People are now being diagnosed with coronavirus without having necessarily felt the symptoms. Some patients are saying they only experienced ‘extremely mild’ symptoms prior to testing positive for the virus. This new information is concerning to health officials that as it would indicate that coronavirus is being spread by people who are unaware of having it.
In Padua, Italy, neurologist Dr. Miryam Carecchio was shocked to find out she was infected. “I had no fever, no cold, no sore throat, and I had no major issues,” she told CTV National News.
Carecchio experienced muscle pain in February so she took some Tylenol, took the day off, and went back to work the following day. As time passed, she lost taste in her mouth, but didn’t think the symptoms were close enough to be linked to coronavirus, “I didn’t feel any of my very minor complaints were consistent with this infection,” she said.
Carecchio was tested at the hospital “by chance” as she was not ill, nor had she traveled to any high risk areas. However, after she got the news last Thursday that she was positive, she will be quarantined until March 20.

#### Questions on the material
1. In the coronavirus article, until what date will Dr. Miryam Carecchio be quarantined?
2. Write the next part of the coronavirus article, starting after its final sentence.
These lines have nothing to do with the coronavirus article.

#### Data extract
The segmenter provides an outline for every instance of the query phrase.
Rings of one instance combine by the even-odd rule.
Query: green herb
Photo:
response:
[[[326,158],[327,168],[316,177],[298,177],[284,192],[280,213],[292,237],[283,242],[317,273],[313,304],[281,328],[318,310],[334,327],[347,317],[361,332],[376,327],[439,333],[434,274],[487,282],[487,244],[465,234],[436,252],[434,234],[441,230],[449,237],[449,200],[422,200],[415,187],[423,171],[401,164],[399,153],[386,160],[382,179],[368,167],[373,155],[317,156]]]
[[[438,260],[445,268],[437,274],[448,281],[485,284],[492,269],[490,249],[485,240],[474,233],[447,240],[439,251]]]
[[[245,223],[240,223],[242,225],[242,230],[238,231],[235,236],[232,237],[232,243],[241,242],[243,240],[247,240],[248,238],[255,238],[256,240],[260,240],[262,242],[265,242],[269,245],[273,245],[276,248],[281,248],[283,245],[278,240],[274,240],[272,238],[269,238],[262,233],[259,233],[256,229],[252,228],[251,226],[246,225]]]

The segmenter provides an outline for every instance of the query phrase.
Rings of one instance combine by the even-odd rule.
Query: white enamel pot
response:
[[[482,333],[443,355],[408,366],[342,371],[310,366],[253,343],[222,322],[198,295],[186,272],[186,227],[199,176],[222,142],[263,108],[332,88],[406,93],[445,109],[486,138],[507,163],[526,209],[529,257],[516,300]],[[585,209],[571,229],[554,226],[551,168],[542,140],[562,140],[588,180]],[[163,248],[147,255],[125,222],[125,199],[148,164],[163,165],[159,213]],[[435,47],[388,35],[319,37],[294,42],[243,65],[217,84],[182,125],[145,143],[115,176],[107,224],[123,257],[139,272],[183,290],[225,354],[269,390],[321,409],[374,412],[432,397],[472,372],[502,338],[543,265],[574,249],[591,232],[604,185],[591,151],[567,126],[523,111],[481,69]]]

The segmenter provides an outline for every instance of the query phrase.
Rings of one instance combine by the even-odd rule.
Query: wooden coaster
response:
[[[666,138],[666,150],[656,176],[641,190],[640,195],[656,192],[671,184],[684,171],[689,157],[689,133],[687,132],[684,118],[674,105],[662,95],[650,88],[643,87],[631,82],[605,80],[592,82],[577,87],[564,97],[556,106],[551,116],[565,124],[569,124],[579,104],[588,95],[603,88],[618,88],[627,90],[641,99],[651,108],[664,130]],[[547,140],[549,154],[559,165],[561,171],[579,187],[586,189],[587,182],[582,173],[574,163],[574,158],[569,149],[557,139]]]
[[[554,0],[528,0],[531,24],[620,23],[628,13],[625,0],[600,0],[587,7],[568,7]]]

#### Results for each task
1. March 20

2.
“I was surprised,” she said. “I was a bit scared, I must say.”
Since then, over 100 of her contacts have been tested for infection and three have tested positive. All three are now in isolation with mild symptoms according to Dr. Carecchio.
Canada recorded its first death from COVID-19, an elderly man in North Vancouver.
There are now 67 confirmed cases of coronavirus in Canada, in Ontario, British Columbia, Alberta and Quebec. Worldwide there are over 113,600 confirmed cases with more than 4,000 people who have perished as a result of the virus. On a more positive note, around 63,000 have become infected and made a recovery.
Many who have been infected claim that the isolation is worse than the symptoms, such as Carl Goldman. He was one of many Canadians quarantined aboard the Diamond Princess cruise ship for weeks before being transferred to the University of Nebraska for further examination. “Everyone I have spoken with, and it has been many, who have picked up the virus, they seem to have similar symptoms,” he said. “About equal to a very, very minor cold.”
“What’s so weird about the symptoms of the coronavirus, COVID-19, is that unlike a normal cold or flu, I didn’t get a sore throat, never got any sniffles," Goldman said. "No sneezing, no body aches, no headache. Usually with high fever, I would get chills or sweats or a combination of both. I had none of those.”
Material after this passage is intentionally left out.